| Excerpt provided |
An electronic glycemic management system (eGMS) may help lower rates of hypoglycemia and lower average blood glucose levels in hospitalized patients compared with usual care, according to a new study.
Researchers reported that the use of eGMS could potentially improve patient outcomes and prevent longer hospital stays.
“It is clinically meaningful and clinically important,” said study investigator Joseph Aloi, MD, professor of medicine and the chief of endocrinology and metabolism at Wake Forest School of Medicine, Winston-Salem, North Carolina. “I have been looking at this issue for 10 years, and I think the real surprise was how dramatic the drop was.”

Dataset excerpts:
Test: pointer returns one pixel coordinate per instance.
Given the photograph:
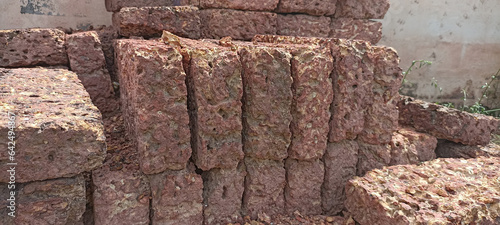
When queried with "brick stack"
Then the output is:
(243, 19)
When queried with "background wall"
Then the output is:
(461, 38)
(53, 13)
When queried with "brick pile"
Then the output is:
(243, 19)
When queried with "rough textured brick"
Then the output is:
(381, 117)
(215, 87)
(264, 186)
(362, 9)
(177, 197)
(352, 86)
(222, 194)
(154, 101)
(303, 186)
(120, 197)
(303, 25)
(58, 201)
(257, 5)
(449, 149)
(59, 133)
(107, 35)
(340, 166)
(116, 5)
(445, 123)
(314, 7)
(86, 59)
(406, 147)
(151, 21)
(359, 29)
(32, 47)
(442, 191)
(267, 102)
(240, 25)
(312, 97)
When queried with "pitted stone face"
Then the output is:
(32, 47)
(59, 132)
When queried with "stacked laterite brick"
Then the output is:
(243, 19)
(56, 135)
(223, 129)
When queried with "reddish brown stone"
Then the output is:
(58, 201)
(311, 7)
(381, 118)
(340, 166)
(86, 59)
(32, 47)
(222, 194)
(151, 21)
(116, 5)
(154, 101)
(312, 97)
(264, 185)
(267, 101)
(303, 186)
(352, 86)
(215, 87)
(240, 25)
(59, 133)
(449, 149)
(257, 5)
(406, 147)
(362, 9)
(177, 198)
(445, 123)
(107, 35)
(303, 25)
(120, 197)
(442, 191)
(359, 29)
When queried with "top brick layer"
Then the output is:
(59, 133)
(443, 191)
(445, 123)
(32, 47)
(355, 9)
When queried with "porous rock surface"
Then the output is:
(264, 186)
(267, 84)
(59, 132)
(303, 25)
(340, 161)
(407, 146)
(445, 123)
(303, 186)
(311, 7)
(364, 9)
(240, 25)
(222, 195)
(257, 5)
(154, 101)
(120, 196)
(215, 89)
(57, 201)
(86, 59)
(32, 47)
(360, 29)
(449, 149)
(177, 197)
(442, 191)
(116, 5)
(151, 21)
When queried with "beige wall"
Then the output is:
(461, 38)
(53, 13)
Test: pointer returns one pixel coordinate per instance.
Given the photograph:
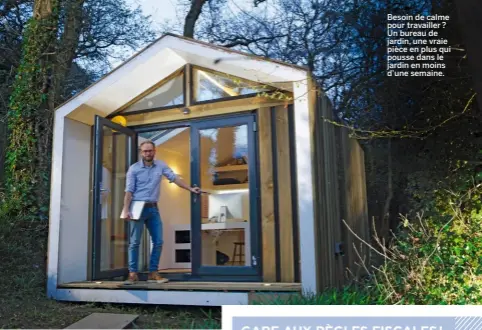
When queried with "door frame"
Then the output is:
(222, 273)
(100, 123)
(198, 270)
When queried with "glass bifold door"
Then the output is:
(214, 235)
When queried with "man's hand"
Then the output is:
(126, 215)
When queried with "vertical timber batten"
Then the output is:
(267, 203)
(287, 251)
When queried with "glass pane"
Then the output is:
(225, 239)
(170, 93)
(114, 241)
(210, 86)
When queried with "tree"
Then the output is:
(51, 68)
(31, 100)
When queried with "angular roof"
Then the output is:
(165, 56)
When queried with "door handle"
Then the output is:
(195, 195)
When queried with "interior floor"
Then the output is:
(175, 270)
(189, 286)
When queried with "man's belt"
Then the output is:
(149, 204)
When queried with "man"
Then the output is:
(143, 181)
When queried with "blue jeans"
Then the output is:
(151, 218)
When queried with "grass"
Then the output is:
(24, 303)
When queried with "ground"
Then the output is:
(43, 313)
(23, 299)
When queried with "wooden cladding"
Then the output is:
(340, 197)
(276, 195)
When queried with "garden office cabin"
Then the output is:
(246, 129)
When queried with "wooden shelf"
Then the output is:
(238, 186)
(231, 168)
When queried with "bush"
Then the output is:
(435, 259)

| Brief |
According to the article on the electronic glycemic management system study, what is Joseph Aloi's position at Wake Forest School of Medicine?

| Expected answer |
He is a professor of medicine and the chief of endocrinology and metabolism.